◆ What to produce
Copy every item below word for word, keeping each line unchanged.

◆ Supplied information

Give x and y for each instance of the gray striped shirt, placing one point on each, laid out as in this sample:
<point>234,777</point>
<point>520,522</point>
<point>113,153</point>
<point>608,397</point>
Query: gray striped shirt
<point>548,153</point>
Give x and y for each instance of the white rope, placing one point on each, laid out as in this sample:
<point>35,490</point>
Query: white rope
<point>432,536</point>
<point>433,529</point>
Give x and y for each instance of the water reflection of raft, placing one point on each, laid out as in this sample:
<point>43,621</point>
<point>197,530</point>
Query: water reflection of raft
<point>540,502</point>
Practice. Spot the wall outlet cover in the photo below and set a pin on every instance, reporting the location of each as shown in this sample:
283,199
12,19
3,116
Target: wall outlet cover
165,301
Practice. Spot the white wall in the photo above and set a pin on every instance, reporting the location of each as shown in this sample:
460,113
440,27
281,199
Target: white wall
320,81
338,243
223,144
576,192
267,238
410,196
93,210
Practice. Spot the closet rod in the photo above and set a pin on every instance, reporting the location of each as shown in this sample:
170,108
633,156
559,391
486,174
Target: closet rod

◆ Written solution
Give x and y for each instance of the gray striped shirt, placing one point on each, laid out as in this sample:
<point>234,777</point>
<point>520,522</point>
<point>113,153</point>
<point>608,397</point>
Query: gray striped shirt
<point>548,153</point>
Give x and y for each instance of the white rope, placing one point on each, laid out as in this sample:
<point>35,490</point>
Query: white rope
<point>432,536</point>
<point>433,529</point>
Give x and y for each instance of the water reflection of raft, placing one point on each, laid out as in this sample:
<point>43,621</point>
<point>197,530</point>
Query: water reflection of raft
<point>540,502</point>
Practice. Spot the wall outlet cover in the photo below and set a pin on every instance, reporting the location of each as shown in this sample:
283,199
12,19
3,116
Target: wall outlet cover
165,301
Practice. Spot the white wall in the photo above and set a pin on every instance, reporting the location of each as shown in this sample:
460,113
440,27
281,199
Target: white wall
320,81
338,243
223,144
576,192
267,238
410,196
93,210
Practice. Spot the closet rod in the photo above and set a pin on every instance, reporting the location of each as shown in this sample:
170,108
633,156
559,391
486,174
Target: closet rod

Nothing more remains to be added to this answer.